## Given information
━━━━━━━━━━━━━━━━━━━━

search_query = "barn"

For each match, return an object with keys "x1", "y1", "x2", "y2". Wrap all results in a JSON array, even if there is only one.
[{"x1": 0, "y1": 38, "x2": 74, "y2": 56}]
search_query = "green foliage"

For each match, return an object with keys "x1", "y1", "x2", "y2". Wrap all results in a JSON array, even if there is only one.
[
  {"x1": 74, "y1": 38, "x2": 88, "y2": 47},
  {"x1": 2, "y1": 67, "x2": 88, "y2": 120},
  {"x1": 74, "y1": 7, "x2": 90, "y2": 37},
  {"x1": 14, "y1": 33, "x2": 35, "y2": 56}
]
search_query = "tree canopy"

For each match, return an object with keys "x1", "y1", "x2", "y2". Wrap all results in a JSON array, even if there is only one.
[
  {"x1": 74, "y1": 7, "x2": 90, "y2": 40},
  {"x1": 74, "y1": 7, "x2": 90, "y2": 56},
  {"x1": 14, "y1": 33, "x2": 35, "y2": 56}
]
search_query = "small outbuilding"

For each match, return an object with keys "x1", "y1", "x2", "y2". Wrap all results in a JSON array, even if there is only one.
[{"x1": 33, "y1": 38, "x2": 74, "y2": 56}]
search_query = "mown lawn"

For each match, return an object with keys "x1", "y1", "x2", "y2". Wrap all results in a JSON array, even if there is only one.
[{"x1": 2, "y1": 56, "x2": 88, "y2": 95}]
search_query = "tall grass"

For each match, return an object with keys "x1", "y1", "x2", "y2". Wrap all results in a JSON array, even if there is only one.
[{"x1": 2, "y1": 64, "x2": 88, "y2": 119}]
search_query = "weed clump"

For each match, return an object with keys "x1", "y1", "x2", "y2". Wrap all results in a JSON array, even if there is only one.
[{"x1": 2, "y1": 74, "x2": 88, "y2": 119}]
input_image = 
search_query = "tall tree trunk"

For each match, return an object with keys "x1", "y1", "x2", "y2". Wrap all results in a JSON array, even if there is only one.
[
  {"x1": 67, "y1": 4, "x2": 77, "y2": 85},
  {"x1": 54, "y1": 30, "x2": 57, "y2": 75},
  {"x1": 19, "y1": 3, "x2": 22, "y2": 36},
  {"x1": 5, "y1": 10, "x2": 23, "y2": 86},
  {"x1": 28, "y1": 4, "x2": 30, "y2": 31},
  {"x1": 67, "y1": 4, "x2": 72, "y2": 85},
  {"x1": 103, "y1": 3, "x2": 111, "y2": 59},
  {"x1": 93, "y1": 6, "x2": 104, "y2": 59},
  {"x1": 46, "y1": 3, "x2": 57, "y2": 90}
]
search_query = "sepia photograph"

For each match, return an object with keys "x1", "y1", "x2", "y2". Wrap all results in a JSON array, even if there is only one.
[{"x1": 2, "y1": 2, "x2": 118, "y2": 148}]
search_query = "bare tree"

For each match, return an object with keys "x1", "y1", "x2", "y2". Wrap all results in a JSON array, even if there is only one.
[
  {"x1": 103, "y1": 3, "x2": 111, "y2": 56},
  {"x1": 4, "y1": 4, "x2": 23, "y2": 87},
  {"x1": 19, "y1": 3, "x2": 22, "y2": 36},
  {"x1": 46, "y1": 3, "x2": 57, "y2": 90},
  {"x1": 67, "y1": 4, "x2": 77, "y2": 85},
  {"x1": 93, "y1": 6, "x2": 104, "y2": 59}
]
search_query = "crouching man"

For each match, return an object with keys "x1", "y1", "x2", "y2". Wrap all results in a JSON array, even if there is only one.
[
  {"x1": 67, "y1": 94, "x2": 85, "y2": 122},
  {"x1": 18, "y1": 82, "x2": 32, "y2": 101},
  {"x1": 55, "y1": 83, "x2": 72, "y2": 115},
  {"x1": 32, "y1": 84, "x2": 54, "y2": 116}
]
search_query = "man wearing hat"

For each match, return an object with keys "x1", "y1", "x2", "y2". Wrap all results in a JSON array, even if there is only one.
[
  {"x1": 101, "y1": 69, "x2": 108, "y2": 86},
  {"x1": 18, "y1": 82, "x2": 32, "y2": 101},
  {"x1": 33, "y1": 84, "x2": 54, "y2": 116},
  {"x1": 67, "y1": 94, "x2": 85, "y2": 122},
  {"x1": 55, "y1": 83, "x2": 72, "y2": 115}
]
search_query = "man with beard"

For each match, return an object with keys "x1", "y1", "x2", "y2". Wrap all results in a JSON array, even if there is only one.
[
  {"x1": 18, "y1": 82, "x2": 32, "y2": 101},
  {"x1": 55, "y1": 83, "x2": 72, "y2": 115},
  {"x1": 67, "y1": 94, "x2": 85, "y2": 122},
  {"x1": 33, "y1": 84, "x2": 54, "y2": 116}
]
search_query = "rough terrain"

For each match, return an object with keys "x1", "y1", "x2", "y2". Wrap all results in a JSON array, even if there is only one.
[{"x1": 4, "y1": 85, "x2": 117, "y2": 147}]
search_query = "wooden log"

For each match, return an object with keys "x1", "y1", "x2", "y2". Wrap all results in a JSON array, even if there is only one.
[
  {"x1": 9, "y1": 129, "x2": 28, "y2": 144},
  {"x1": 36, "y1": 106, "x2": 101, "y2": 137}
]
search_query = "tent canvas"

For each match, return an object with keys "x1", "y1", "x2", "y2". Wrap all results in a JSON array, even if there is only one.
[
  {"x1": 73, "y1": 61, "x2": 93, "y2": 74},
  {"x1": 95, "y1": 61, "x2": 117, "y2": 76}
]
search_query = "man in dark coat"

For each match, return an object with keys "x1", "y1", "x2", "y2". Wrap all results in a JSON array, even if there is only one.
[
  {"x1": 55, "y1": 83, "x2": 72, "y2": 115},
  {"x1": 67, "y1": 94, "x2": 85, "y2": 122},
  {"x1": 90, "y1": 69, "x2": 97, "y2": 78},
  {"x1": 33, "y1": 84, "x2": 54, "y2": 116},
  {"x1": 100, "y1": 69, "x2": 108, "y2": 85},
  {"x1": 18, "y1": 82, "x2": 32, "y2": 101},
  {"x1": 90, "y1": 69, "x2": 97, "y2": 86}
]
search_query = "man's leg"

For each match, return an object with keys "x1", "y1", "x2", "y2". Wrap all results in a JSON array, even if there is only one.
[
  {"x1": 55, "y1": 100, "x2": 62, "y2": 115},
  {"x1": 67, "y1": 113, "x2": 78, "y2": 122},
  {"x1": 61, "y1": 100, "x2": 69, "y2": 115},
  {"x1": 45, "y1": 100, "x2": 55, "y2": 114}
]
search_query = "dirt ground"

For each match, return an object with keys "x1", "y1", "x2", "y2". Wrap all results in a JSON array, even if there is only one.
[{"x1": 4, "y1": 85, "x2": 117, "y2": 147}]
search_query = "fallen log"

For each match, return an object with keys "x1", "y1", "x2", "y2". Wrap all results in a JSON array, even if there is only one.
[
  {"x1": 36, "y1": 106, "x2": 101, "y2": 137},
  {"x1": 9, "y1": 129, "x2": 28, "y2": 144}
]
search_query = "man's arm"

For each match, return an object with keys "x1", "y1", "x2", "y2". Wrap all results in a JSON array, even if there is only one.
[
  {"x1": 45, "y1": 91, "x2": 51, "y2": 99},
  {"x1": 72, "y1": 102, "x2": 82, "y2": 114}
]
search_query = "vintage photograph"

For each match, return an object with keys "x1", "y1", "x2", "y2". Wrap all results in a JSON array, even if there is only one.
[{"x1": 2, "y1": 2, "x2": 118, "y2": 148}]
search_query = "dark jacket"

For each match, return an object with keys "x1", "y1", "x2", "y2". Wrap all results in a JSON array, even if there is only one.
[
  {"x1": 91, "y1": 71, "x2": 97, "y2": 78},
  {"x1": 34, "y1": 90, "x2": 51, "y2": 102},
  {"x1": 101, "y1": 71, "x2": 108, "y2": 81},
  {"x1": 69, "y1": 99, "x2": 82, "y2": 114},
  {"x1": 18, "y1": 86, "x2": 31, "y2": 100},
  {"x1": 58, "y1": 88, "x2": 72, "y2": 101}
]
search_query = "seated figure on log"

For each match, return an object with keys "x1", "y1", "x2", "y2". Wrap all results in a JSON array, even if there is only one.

━━━━━━━━━━━━━━━━━━━━

## What you have to do
Pick out each line of the material that contains the string "tree".

## Exercise response
search_query = "tree canopy"
search_query = "tall tree trunk"
search_query = "bare tree"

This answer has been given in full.